All of the data must be returned exactly as given.

Region pointing data:
Start of Block
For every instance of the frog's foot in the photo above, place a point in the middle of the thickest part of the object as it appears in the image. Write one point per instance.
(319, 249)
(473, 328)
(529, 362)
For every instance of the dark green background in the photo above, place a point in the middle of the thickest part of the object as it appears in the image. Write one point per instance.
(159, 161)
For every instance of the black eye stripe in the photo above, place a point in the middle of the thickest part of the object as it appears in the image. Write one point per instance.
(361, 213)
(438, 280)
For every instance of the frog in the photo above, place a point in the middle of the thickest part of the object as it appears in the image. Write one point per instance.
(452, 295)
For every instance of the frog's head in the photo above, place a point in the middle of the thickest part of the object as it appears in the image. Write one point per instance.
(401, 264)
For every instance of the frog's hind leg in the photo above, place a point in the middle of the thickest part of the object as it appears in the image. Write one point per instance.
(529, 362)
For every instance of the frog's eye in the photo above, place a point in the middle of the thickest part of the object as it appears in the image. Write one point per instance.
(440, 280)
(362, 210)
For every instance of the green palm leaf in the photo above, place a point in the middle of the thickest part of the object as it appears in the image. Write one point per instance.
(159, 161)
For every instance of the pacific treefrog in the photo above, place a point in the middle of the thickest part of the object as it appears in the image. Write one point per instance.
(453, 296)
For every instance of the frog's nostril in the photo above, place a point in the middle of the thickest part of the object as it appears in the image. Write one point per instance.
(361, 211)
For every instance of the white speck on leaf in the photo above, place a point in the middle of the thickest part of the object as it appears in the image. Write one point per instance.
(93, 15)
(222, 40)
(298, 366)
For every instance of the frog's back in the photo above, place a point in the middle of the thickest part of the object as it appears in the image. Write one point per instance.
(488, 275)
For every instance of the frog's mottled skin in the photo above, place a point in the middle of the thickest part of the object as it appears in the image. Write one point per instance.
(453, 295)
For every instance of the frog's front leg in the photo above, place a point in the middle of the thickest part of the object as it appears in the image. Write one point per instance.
End of Block
# Completed task
For every instance of the frog's foot in the photo above, place a point in the middle of the thickest part of the object as it appears in the image. Write one point per instance.
(319, 249)
(473, 328)
(529, 362)
For every instance of the dark green background in the photo above, place a point in the middle of the thickest part of the object as it appears in the image. Write one point per instance.
(159, 161)
For every instance of the black eye stripe in the photo above, place a point in the middle of the thickest part of the object as it appears in the image. Write one point per instance.
(361, 213)
(438, 280)
For every instance of the frog in the photo above, place a point in the middle of the thickest part of the object as it appears in the image. Write one point per instance.
(452, 295)
For every instance of the frog's head in the photo above, place a point in the middle of the thickest part of the object as it appears in the image. Write one point per instance.
(401, 264)
For every instance of the frog's hind leg in the photo above, place a point in the middle of the thickest part of the object as it appears in the image. Write one point per instance.
(529, 362)
For every instance of the frog's eye in the photo above, place a point in the middle of the thickest part of the object as it appears in the image. Write one point per instance.
(440, 280)
(362, 210)
For every instance of the green palm leaf in the photo above, place a point in the middle of the thickest part of the object as it appears in the image. Write one point per instance.
(159, 161)
For every instance of the pacific treefrog in the photo above, place a point in the middle of the thickest part of the object as it appears in the image. Write one point per instance.
(453, 296)
For every instance of the frog's nostril in the photo above, place a point in the middle of the thickest part of the object as it appears in the image. Write one point per instance.
(361, 211)
For every instance of the white speck on leaf in the photo above, place a point in the middle of the thickest part of the object as it appears in the image. Write one point per instance.
(93, 15)
(222, 40)
(298, 366)
For every instance of the frog's back in the photo above, place a point in the middle of the thickest part of the object as it appears in the image. Write one point per instance.
(488, 275)
For every instance of the frog's mottled skin in the photo above, place a point in the middle of the thickest part of the object as it appears in the image. Write one point per instance.
(453, 295)
For every instance of the frog's front leg in the photo above, place a point in the middle of the thickest part of the object as it appears in the image. Write one point per instance.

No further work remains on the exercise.